Trecho do texto –
◆ ◆ ◆ ◆

Para cobrir o rombo de R$ 58,2 bilhões no Orçamento de 2017, o governo decidiu acabar com o programa de desoneração da folha de pagamento das empresas de 50 setores, preservando quatro segmentos intensivos em mão de obra, e fazer um corte de despesas de R$ 42,1 bilhões. Foram poupadas as áreas de transporte rodoviário coletivo de passageiros, transporte ferroviário e metroviário de passageiros, construção civil e obras de infraestrutura e comunicação (atividades de rádio e TV, e prestação de serviços de informação, edição e edição integrada a impressão). Com o fim da desoneração, a equipe econômica espera levar aos cofres públicos R$ 4,8 bilhões adicionais este ano. Para isso, será publicada uma medida provisória (MP) que vai vigorar após um prazo de 90 dias (noventena).
Além disso, o governo vai passar a cobrar Imposto sobre Operações Financeiras (IOF) de cooperativas de crédito, que até agora eram livres dessa tributação. Com isso, haverá um aumento de arrecadação de R$ 1,2 bilhão. Segundo o ministro da Fazenda, Henrique Meirelles, a desoneração da folha — instituída no governo Dilma Rousseff — foi uma medida que tinha o objetivo de estimular a economia, mas não mostrou os resultados esperados e provocou perdas elevadas para os cofres públicos:
— Corrigimos um processo que veio do passado que ficou conhecido como desoneração da folha de pagamento das empresas. Isso gerava uma perda fiscal para União. A ideia original era que isso ia permitir uma recuperação da economia, mas isso não gerou os efeitos esperados. Agora, eliminamos, na prática, essas distorções.
Ele acrescentou que os setores preservados são intensivos em mão de obra e estudos técnicos mostram que, nesses segmentos, a política surtiu resultados. Por isso, esses setores poderão manter a opção de pagar a contribuição previdenciária sobre o faturamento e não sobre a folha de pagamentos:
— São setores vitais para a preservação do emprego — disse Meirelles.
Sem ajuda dos precatórios
Até a noite de terça-feira, o governo pretendia fazer um contingenciamento menor, de R$ 32 bilhões, no Orçamento, pois contava com a possibilidade de incluir R$ 8,6 bilhões em sua estimativa de receitas com recursos dos precatórios. No entanto, depois de consultar o Supremo Tribunal Federal (STF) sobre a possibilidade, os técnicos preferiram recuar. Havia uma dúvida sobre se isso não poderia gerar insegurança jurídica. Segundo Meirelles, o corte de R$ 42,1 bilhões poderá ser revertido quando houver uma posição mais clara da Justiça sobre esses precatórios.
O governo teve dificuldades para definir as medidas que seriam adotadas para cobrir o rombo nas contas de 2017. Com uma arrecadação fraca e pouca margem para cortar gastos num Orçamento já enxuto, a equipe econômica foi obrigada a buscar receitas extraordinárias e a propor aumentos de carga tributária, algo que o presidente Michel Temer queria evitar a todo custo.
Nas últimas semanas, o Palácio do Planalto vinha pedindo aos ministérios da Fazenda e do Planejamento que tentassem encontrar formas de assegurar o cumprimento da meta fiscal de 2017, de um déficit primário de R$ 139 bilhões, sem elevação de impostos. Mas foi inevitável adotar medidas impopulares.

◆ ◆ ◆ ◆

Bloco de dados –

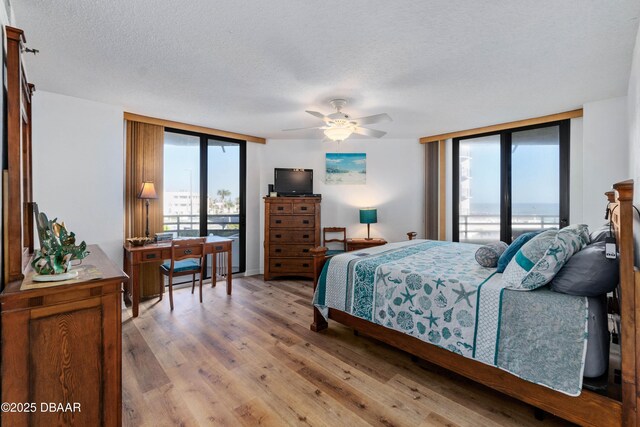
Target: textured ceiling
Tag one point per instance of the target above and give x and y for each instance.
(255, 66)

◆ ◆ ◆ ◆

Pedido 1 –
Quais setores, segundo o trecho sobre o Orçamento de 2017, foram poupados do fim da desoneração da folha de pagamento?
Pedido 2 –
Prolongue o trecho sobre o Orçamento de 2017 a partir da última frase apresentada.
Os dados acima são um material à parte, sem ligação com o trecho do texto.

Resultado final 1 –
- Transporte rodoviário coletivo de passageiros
- Transporte ferroviário e metroviário de passageiros
- Construção civil e obras de infraestrutura
- Comunicação (atividades de rádio e TV, e prestação de serviços de informação, edição e edição integrada a impressão)

Resultado final 2 –
Também foi preciso recorrer a decisões judiciais envolvendo a devolução à União de usinas hidrelétricas cuja concessão venceu. Elas devem render R$ 10,1 bilhões este ano. Mesmo assim, ainda faltou dinheiro para fechar as contas. A partir daí, foi preciso definir se o caminho seria um aumento em alíquotas de impostos ou a reversão de incentivos tributários, sendo o principal deles o programa de desoneração da folha de pagamento das empresas.
Politicamente, a avaliação foi de que, apesar da pressão empresarial contra o fim da desoneração da folha, seria mais fácil justificar a decisão de mudar um programa que foi adotado pelo governo anterior e que resultou em perdas significativas aos cofres públicos do que simplesmente elevar tributos. Além disso, o impacto do fim da desoneração sobre as receitas é maior.
Perguntado sobre as dificuldades que o governo pode ter em reverter a desoneração da folha de pagamento das empresas, especialmente diante das reclamações do setor produtivo, Meirelles rebateu:
— Essa medida é compreendida. Ela não é considerada de fato um aumento de impostos. O que existia (por parte do setor produtivo) era uma preocupação com aumentos de tributos generalizados. Isso não aconteceu. Isso está bastante dialogado.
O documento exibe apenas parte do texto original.